*Work order A*: According to the article on Austria's Olympic gloom, how far behind the Germans did Austria's biathletes finish the men's relay?
*Work order B*: Return the passage of the Austrian Olympics article starting with "Taking the lead" and going on through "behind the Germans.".
*Work order C*: Based on the Austrian Olympics article, why did Austria's biathletes finish last in the men's relay?

*Selected excerpt*:
+++

Austrian Gloom Deepens Despite Record Success
By Ossian Shine
TURIN — Austria picked up their eighth gold medal of the Olympics on Tuesday marking their most successful Winter Games but were still unable to escape the gloom enshrouding them over an ongoing doping saga.
Austria’s Felix Gottwald, already a gold and silver medallist here, won his second gold in the day’s Nordic combined event, lifting his nation to second in the overall standings.
Neighboring Germany lead the standings with eight golds, seven silvers and five bronze medals — two more silver and bronze than Austria.
Germany had earlier won their eighth gold, re-establishing themselves as the dominant power in men’s biathlon with victory in the men’s 4 x 7.5-km relay.
Taking the lead after the third of eight visits to the shooting range, the German team of Ricco Gross, Michael Roesch, Sven Fischer and Michael Greis stayed comfortably in front to finish 20.9 seconds ahead of silver medallists Russia.
“It was a fantastic team performance,” coach Frank Ulrich said after watching Germany take the men’s relay title for the fourth time in five Games.
“It might have seemed easy but they had to fight for it and they showed great mental strength.”
Thoroughly depressed by the doping saga swirling around their team, Austria’s biathletes finished that race last, more than six minutes behind the Germans.
“It was very difficult for us to concentrate on the race but we did our best,” said their first athlete Daniel Mesotitsch.
“What has happened over the past few days explains our result.”
Austrian success on the slopes and the ice could not detract from the gloom.
The team faces a disciplinary investigation to probe possible doping violations — whether or not a positive dope test is found.
A Monday night police search of a former coach’s lodgings unearthed medical equipment useful in the investigation into possible doping violations, a police source told Reuters on Tuesday.
“Medical equipment was found in the house Walter Mayer was staying in and this material is considered useful in the investigation,” the source said. It will now be analyzed further.

+++

*Material provided*:
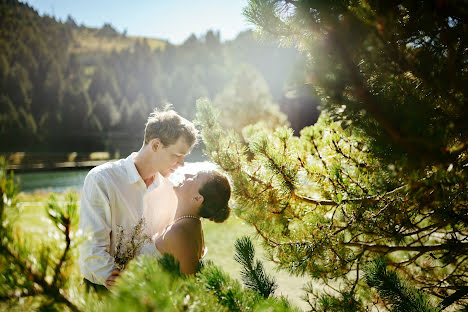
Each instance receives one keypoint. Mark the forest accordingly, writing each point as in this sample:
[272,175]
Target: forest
[69,88]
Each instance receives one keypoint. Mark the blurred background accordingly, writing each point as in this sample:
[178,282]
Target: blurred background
[78,80]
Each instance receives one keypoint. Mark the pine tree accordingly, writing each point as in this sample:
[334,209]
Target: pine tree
[383,172]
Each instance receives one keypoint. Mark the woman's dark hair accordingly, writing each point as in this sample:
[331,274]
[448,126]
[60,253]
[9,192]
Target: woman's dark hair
[216,193]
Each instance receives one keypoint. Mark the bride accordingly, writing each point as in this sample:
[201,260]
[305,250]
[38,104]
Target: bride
[202,195]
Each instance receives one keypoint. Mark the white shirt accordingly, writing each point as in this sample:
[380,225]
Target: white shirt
[113,195]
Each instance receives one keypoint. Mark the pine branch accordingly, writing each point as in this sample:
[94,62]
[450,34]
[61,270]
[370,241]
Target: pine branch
[253,273]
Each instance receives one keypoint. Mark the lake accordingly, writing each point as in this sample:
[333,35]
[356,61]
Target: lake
[59,181]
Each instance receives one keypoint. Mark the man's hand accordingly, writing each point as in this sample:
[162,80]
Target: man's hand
[111,279]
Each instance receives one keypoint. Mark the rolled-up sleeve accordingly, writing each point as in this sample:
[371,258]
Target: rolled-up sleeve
[95,261]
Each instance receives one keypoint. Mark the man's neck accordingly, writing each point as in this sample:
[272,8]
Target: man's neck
[143,166]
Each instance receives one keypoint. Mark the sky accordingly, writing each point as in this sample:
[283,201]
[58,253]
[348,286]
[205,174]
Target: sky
[173,20]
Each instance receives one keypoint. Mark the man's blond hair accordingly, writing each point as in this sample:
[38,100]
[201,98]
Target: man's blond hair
[168,126]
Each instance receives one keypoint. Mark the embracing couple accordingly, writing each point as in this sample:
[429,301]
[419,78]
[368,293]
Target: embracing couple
[118,194]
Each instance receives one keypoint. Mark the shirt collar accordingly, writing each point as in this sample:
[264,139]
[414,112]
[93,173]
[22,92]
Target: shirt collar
[133,175]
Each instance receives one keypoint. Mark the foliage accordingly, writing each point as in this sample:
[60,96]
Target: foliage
[37,275]
[325,205]
[236,102]
[253,274]
[148,285]
[403,297]
[42,276]
[129,244]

+++

*Task answer A*: More than six minutes behind.

*Task answer B*:
Taking the lead after the third of eight visits to the shooting range, the German team of Ricco Gross, Michael Roesch, Sven Fischer and Michael Greis stayed comfortably in front to finish 20.9 seconds ahead of silver medallists Russia.
“It was a fantastic team performance,” coach Frank Ulrich said after watching Germany take the men’s relay title for the fourth time in five Games.
“It might have seemed easy but they had to fight for it and they showed great mental strength.”
Thoroughly depressed by the doping saga swirling around their team, Austria’s biathletes finished that race last, more than six minutes behind the Germans.

*Task answer C*: They were thoroughly depressed by the doping saga surrounding their team. Daniel Mesotitsch said it was very difficult to concentrate on the race, and that what had happened over the past few days explained their result.